━━ Text

Slope is basically angle of the surface. You can experiment with a sphere... so it starts at 0 (flat), then steeper and steeper until the max value is on the bottom of the sphere. Note that it can't account for the overall shape, so if you have something that populates the top bit of a mountain, it will also cover depressions and pits. It just won't put stuff on the underside of overhangs/cliffs.
Falloff essentially creates a gradiation from full to 0. With no falloff, there are Trees (or whatever) until... bam, no trees. With falloff, the Trees get fewer in number until none. (And then there are advanced stuff so that the trees also get smaller)
Thanks, Will. I was hoping there'd be an easier way of managing this, but...experimentation it is!
Elevation is a range in height meters, you will have instances distributed in the area that goes from the minimum to the maximum. It works with the global coordinates being 0 equal to 0 on the Y axis what we call in normal lfe sea level. That means the position of your terrain will affect the position fo the range. TD3_BZone loads correctly with its base on the zero Y axis and all its surface is in that level before morphing. Now depending of the morphs you dial your mountains and valleys will have a precise height. Over sea level if you do not use negative mo
Slope is a range where you decide if polygons in the terrain are ok or too steep to let a tree grow. The angle specified of those between Min Slope and Max one will determine an instance to be there or not. Being 0.00 = 0º a flat surface apt for any plant and from 45º the terrain is too steep for some plants. 90.00 is a wall. (And I imagine 90 to 180 is inverted steppnes but don't know)

━━━━

• Instructions
1. In the text on terrain distribution settings, what does a slope value of 90.00 represent?
2. Edit the text on terrain distribution settings from "Slope is basically" to "also get smaller)", putting "ball" wherever "sphere" appears.
You will not need the records.

━━ Given data

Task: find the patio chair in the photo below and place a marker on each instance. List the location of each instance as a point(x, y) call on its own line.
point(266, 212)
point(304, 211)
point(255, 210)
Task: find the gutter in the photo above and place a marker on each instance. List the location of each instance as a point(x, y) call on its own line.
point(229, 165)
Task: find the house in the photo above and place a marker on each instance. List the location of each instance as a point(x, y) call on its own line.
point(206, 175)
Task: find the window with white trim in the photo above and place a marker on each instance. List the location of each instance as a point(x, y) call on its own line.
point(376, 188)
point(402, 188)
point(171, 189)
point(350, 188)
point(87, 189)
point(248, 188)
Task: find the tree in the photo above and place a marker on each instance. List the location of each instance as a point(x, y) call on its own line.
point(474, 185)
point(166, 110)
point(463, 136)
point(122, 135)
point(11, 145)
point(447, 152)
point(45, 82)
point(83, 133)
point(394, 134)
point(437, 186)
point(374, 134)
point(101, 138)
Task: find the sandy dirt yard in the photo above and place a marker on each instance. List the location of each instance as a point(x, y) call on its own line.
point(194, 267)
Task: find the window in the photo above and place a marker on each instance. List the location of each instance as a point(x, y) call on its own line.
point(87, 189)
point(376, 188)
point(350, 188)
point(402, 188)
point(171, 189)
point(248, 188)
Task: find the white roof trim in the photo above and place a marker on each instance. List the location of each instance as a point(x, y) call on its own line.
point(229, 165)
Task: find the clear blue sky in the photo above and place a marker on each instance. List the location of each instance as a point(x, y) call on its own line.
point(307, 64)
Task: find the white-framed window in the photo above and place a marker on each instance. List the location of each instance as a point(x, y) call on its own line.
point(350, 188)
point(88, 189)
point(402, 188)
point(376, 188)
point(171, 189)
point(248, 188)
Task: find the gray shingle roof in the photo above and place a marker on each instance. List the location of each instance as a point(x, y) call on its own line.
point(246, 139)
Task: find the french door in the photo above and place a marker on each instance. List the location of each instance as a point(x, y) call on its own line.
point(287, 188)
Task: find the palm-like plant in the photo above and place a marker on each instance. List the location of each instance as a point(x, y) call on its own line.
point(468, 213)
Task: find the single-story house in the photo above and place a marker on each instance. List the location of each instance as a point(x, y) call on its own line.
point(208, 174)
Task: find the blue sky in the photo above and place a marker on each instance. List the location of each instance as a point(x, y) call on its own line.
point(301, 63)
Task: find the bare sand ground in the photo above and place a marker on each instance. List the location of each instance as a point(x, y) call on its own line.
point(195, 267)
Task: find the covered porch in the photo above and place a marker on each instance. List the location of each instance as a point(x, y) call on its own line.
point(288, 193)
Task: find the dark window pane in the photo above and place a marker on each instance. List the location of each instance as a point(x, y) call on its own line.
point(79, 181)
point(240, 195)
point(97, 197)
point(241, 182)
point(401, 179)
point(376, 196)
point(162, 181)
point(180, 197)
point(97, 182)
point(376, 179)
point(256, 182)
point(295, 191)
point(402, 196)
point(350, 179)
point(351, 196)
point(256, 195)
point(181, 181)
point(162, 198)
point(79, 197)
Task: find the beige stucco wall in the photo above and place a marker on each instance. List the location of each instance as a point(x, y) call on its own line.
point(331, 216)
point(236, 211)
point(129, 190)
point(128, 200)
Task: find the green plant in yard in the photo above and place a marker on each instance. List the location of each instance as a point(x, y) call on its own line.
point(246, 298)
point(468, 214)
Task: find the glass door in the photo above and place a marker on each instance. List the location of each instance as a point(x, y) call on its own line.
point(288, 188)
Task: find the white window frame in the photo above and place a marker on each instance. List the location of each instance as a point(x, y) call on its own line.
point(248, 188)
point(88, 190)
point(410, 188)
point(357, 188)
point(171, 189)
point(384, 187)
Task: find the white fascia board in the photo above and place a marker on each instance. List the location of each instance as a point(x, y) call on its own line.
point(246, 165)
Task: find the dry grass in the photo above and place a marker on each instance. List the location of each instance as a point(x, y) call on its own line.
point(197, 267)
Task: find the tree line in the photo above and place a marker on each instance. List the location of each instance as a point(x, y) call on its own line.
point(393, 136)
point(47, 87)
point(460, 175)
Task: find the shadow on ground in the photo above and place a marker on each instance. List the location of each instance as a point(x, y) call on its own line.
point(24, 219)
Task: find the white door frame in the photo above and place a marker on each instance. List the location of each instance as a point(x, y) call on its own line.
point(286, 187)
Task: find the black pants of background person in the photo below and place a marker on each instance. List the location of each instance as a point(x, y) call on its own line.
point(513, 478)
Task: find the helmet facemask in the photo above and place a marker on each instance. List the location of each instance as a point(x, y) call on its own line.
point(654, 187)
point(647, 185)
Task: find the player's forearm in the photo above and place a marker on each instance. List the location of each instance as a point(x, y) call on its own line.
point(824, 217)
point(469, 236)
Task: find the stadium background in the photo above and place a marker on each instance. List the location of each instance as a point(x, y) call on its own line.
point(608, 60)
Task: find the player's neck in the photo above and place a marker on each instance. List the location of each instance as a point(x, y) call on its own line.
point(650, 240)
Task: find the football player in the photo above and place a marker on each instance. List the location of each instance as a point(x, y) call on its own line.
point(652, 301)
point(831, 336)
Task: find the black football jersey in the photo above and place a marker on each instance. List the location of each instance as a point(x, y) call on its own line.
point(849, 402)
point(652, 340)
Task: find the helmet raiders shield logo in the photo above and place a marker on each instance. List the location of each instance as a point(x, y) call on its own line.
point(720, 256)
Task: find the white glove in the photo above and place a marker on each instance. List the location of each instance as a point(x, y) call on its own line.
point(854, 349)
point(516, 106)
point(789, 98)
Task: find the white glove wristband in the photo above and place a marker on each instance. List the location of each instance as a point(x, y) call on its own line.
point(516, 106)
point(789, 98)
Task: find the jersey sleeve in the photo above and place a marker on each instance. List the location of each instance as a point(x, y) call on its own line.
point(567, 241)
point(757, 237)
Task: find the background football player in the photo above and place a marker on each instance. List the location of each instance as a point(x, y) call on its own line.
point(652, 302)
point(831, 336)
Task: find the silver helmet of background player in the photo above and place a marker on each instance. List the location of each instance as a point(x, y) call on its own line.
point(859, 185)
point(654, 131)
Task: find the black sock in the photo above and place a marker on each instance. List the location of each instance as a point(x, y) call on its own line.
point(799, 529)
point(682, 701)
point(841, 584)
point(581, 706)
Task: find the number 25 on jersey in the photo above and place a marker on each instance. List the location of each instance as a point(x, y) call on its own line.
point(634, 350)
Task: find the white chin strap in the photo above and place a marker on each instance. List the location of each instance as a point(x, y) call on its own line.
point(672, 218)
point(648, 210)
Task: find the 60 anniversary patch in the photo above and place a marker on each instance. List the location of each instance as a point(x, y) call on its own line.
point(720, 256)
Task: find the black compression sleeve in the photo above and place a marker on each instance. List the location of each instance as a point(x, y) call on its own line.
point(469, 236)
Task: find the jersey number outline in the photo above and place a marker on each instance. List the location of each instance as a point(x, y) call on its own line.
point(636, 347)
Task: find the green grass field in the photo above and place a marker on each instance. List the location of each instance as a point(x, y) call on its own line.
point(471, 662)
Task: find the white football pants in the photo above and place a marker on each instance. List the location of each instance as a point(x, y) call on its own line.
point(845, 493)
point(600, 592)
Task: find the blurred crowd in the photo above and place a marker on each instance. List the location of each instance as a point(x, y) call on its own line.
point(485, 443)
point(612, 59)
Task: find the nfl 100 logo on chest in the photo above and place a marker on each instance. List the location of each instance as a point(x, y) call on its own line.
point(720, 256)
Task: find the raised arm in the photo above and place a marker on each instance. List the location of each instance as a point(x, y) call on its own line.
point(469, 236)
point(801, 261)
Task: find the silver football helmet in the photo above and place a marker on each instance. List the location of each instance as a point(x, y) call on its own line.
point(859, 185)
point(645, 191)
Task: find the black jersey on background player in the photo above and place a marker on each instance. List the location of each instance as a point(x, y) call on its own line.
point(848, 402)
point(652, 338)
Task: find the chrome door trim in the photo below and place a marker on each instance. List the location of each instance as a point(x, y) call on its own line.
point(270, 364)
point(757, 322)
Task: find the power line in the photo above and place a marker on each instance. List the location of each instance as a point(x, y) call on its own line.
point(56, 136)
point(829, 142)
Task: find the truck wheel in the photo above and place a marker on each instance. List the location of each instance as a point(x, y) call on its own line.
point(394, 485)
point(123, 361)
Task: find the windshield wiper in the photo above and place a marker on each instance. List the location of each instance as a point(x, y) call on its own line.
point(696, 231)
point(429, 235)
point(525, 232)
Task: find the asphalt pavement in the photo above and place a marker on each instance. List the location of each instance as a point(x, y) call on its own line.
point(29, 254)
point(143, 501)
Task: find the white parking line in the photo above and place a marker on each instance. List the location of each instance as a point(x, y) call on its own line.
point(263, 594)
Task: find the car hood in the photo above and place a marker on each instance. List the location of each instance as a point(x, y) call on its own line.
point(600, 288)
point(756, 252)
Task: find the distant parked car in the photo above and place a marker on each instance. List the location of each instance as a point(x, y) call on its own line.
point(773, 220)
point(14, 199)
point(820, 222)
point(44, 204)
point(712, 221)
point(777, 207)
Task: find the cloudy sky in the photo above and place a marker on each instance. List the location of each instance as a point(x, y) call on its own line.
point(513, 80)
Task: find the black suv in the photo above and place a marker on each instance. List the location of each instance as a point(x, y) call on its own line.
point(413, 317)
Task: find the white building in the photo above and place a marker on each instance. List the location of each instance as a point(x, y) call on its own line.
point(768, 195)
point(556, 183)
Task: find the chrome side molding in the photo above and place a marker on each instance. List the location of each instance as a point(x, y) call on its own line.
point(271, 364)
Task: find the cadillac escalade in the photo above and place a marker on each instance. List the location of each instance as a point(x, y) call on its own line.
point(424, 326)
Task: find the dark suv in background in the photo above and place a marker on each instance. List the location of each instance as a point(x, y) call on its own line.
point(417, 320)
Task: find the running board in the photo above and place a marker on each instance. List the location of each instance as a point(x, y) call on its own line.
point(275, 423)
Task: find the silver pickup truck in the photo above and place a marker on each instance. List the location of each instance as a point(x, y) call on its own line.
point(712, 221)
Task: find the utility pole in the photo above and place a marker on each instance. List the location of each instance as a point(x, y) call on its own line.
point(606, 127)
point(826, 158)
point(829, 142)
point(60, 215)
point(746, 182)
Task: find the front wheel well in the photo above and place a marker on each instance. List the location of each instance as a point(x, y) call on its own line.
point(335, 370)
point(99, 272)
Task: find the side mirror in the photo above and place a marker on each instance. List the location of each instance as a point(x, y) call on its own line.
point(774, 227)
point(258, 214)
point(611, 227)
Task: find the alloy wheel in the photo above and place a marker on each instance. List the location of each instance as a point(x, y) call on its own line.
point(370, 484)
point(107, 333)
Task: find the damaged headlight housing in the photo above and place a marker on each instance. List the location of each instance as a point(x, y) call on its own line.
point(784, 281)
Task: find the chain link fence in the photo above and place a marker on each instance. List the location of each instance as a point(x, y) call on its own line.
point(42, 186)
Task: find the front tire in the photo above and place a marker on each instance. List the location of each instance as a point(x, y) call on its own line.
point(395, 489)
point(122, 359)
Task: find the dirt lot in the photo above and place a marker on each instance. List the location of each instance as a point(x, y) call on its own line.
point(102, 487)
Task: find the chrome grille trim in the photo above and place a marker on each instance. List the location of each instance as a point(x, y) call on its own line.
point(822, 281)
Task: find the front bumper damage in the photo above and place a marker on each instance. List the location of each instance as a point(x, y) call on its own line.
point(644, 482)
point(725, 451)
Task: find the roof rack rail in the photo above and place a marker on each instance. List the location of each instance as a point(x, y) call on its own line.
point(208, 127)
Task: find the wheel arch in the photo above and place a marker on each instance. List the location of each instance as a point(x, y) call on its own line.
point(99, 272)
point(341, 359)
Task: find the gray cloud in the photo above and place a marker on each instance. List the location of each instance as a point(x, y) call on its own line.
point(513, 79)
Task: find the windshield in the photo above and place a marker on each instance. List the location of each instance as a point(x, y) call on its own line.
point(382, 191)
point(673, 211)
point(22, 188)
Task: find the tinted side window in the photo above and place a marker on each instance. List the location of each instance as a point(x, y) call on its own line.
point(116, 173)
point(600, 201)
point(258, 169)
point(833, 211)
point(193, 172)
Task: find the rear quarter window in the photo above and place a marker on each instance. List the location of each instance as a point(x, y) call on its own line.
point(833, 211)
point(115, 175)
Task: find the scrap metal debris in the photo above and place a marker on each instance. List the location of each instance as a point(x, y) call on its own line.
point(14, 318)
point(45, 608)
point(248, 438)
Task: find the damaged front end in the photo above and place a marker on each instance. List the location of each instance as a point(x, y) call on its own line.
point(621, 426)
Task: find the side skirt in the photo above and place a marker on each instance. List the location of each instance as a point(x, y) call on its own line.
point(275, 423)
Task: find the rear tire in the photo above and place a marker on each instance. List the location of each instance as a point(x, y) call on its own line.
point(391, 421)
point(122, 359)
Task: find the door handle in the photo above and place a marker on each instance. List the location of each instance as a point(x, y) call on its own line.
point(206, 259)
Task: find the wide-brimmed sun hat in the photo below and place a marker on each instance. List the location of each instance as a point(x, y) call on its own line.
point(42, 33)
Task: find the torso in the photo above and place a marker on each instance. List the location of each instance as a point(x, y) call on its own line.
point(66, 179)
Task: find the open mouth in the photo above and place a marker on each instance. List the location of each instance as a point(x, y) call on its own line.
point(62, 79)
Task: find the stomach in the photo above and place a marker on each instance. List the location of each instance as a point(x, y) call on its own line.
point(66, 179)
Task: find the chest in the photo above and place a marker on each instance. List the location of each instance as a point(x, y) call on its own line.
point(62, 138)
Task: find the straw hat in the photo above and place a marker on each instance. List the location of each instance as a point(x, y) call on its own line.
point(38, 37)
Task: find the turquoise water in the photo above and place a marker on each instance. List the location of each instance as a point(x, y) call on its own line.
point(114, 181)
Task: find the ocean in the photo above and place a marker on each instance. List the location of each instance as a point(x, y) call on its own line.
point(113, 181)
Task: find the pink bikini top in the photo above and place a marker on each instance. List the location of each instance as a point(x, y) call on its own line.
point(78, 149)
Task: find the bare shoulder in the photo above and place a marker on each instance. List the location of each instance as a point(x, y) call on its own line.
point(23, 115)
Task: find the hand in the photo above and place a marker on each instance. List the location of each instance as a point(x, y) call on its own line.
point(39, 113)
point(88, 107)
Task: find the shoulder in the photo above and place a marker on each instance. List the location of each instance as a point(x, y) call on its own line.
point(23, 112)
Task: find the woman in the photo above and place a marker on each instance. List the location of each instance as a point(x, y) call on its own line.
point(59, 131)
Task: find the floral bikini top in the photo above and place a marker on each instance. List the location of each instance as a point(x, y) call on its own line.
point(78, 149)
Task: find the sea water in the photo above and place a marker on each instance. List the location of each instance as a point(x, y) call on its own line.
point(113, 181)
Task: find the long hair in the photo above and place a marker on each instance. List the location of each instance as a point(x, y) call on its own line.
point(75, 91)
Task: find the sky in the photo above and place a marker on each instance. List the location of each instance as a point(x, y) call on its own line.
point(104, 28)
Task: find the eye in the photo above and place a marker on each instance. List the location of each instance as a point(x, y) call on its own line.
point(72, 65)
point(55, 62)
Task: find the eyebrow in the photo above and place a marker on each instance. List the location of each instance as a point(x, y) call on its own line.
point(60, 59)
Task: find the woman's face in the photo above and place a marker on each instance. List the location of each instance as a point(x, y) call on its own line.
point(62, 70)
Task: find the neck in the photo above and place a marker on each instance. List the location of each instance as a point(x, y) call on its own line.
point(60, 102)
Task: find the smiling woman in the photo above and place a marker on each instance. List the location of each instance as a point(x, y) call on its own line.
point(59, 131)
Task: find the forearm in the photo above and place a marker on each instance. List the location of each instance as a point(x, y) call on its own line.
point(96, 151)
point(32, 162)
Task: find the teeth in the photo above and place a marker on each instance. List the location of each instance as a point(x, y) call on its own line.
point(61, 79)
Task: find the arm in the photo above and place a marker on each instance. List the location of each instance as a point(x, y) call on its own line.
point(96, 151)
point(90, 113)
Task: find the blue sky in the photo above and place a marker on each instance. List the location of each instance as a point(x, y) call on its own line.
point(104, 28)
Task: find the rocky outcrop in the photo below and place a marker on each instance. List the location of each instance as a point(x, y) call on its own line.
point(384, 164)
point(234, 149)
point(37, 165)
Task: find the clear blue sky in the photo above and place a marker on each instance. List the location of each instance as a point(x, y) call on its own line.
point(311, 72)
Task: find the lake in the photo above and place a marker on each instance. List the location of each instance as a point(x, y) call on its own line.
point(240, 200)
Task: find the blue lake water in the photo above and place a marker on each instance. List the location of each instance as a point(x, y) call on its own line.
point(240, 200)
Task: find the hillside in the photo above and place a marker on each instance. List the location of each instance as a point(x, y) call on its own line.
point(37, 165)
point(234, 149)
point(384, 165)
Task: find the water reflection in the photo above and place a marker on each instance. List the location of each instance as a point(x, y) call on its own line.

━━━━

• Task-by-task outputs
1. A wall.

2.
Slope is basically angle of the surface. You can experiment with a ball... so it starts at 0 (flat), then steeper and steeper until the max value is on the bottom of the ball. Note that it can't account for the overall shape, so if you have something that populates the top bit of a mountain, it will also cover depressions and pits. It just won't put stuff on the underside of overhangs/cliffs.
Falloff essentially creates a gradiation from full to 0. With no falloff, there are Trees (or whatever) until... bam, no trees. With falloff, the Trees get fewer in number until none. (And then there are advanced stuff so that the trees also get smaller)